━━━━━ Textauszug

Die Initiative „Welcome to Palestine” hat das Ziel, Israel wegen seiner Weigerung, ausländischen Besuchern die Einreise nach Palästina zu erlauben, herauszufordern. Ausländische Besucher dürfen Palästina nicht besuchen, es sei denn, sie geben sich als Touristen oder christliche Pilger aus. Selbst Gefängnisinsassen dürfen Besucher empfangen, den Insassen des israelischen Gefängnisses namens „West Bank“ dagegen wird es verwehrt, ihnen wohlgesonnenen Besuch zu bekommen.  

Um gegen diese Einreisebeschränkung anzugehen, planten mehrere Hundert von uns, sich am 8. Juli 2011 auf dem Flughafen Ben Gurion zu einer Aktionswoche zu treffen. (1) Wir wollten offen erklären, dass wir Bethlehem besuchen wollten und im dortigen Al-Rowwad Kulturzentrum zu Gast sein würden. Diese Initiative wurde unter dem Begriff „Fly-in” bekannt. Einige Massenmedia nannten es die “Flytille”, in Analogie zur Gaza-Flottille, die zur gleichen Zeit seitens Griechenland blockiert wurde. Allerdings war unsere Aktion schon seit Monaten geplant gewesen.    

Hooligans abblocken?

Kurz vor dem 8. Juli denunzierte uns der israelische Premierminister Benjamin Netanyahu als „Provokateure, die stören und auf kriminelle Weise schaden“ wollten. (2)   „Unser Geheimdienst informierte uns, dass einige dieser Leute es auf Konfrontation anlegen“, sagte er.(3)  Er inspizierte persönlich die Hafteinrichtungen, wo wir festgehalten werden sollten. Der Minister für Innere Sicherheit Yitzhak Aharomowitz warnte, „Wir werden diese Hooligans von der Einreise abhalten.“ (4)

━━━━━━━━━━
━━━━━ Rohdaten

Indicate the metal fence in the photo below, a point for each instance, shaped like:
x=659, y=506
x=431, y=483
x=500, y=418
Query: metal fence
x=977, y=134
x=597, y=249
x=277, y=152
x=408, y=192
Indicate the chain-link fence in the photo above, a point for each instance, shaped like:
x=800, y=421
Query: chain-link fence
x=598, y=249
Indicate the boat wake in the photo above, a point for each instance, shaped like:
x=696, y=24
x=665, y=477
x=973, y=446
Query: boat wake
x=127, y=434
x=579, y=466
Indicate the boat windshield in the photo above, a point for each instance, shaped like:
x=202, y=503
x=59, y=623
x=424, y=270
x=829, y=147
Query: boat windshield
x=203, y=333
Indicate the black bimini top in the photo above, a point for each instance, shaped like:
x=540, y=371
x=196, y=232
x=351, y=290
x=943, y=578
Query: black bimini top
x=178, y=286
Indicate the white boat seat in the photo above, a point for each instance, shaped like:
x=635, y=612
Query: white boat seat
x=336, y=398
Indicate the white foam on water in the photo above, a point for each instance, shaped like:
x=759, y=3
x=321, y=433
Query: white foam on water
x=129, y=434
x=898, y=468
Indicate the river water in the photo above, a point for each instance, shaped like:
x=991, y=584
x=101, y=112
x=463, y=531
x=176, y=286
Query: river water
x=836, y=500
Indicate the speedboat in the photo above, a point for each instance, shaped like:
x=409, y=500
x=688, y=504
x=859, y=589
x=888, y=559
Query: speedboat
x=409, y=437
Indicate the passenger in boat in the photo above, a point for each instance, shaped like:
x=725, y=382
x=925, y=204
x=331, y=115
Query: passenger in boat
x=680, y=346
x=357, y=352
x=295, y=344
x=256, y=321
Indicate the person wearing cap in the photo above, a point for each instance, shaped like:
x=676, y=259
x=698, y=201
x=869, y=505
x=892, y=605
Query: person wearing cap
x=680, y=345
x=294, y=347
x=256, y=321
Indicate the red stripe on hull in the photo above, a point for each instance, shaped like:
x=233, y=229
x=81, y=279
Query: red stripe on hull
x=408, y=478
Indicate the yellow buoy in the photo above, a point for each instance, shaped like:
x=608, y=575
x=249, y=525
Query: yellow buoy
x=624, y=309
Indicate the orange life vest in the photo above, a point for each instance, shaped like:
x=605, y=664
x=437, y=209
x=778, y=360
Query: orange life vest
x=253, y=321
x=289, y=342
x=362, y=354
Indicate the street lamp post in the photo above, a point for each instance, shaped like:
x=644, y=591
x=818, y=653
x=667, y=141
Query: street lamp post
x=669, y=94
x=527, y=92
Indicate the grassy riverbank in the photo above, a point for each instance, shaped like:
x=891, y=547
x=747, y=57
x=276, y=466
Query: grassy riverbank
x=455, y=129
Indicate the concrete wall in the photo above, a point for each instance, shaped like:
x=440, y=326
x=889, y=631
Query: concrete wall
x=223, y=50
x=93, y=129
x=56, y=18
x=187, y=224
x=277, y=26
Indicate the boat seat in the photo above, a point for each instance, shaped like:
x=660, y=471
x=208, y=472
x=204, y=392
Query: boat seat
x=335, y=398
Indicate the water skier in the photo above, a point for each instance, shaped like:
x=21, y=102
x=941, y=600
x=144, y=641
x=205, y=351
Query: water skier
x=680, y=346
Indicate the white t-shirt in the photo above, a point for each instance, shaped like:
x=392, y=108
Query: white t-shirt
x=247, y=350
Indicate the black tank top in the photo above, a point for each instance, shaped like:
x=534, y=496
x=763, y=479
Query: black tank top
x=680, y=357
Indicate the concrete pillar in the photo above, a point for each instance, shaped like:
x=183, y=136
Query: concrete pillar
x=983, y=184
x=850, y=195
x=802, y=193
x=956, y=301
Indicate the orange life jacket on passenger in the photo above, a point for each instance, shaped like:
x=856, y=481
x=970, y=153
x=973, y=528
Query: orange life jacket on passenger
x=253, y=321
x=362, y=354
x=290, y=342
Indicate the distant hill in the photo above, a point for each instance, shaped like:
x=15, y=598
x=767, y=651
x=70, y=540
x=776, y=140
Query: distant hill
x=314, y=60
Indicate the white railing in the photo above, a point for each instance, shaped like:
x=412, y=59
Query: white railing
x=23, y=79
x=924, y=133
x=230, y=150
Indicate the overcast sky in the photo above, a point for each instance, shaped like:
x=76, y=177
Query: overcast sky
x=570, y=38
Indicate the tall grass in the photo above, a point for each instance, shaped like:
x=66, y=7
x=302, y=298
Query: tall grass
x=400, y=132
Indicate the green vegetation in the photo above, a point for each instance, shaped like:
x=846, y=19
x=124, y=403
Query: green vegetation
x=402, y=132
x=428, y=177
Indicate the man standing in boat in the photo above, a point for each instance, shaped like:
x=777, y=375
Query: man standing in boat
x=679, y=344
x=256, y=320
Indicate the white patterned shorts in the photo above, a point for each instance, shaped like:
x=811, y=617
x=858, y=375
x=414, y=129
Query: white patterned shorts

━━━━━━━━━━

_Ziel der Übung_.
Geben Sie den Textauszug über die Initiative „Welcome to Palestine“ vollständig und wortgetreu wieder. Die Datensätze stammen aus einer anderen Quelle.

_Lösung der Übung_.
Die Initiative „Welcome to Palestine” hat das Ziel, Israel wegen seiner Weigerung, ausländischen Besuchern die Einreise nach Palästina zu erlauben, herauszufordern. Ausländische Besucher dürfen Palästina nicht besuchen, es sei denn, sie geben sich als Touristen oder christliche Pilger aus. Selbst Gefängnisinsassen dürfen Besucher empfangen, den Insassen des israelischen Gefängnisses namens „West Bank“ dagegen wird es verwehrt, ihnen wohlgesonnenen Besuch zu bekommen.  

Um gegen diese Einreisebeschränkung anzugehen, planten mehrere Hundert von uns, sich am 8. Juli 2011 auf dem Flughafen Ben Gurion zu einer Aktionswoche zu treffen. (1) Wir wollten offen erklären, dass wir Bethlehem besuchen wollten und im dortigen Al-Rowwad Kulturzentrum zu Gast sein würden. Diese Initiative wurde unter dem Begriff „Fly-in” bekannt. Einige Massenmedia nannten es die “Flytille”, in Analogie zur Gaza-Flottille, die zur gleichen Zeit seitens Griechenland blockiert wurde. Allerdings war unsere Aktion schon seit Monaten geplant gewesen.    

Hooligans abblocken?

Kurz vor dem 8. Juli denunzierte uns der israelische Premierminister Benjamin Netanyahu als „Provokateure, die stören und auf kriminelle Weise schaden“ wollten. (2)   „Unser Geheimdienst informierte uns, dass einige dieser Leute es auf Konfrontation anlegen“, sagte er.(3)  Er inspizierte persönlich die Hafteinrichtungen, wo wir festgehalten werden sollten. Der Minister für Innere Sicherheit Yitzhak Aharomowitz warnte, „Wir werden diese Hooligans von der Einreise abhalten.“ (4)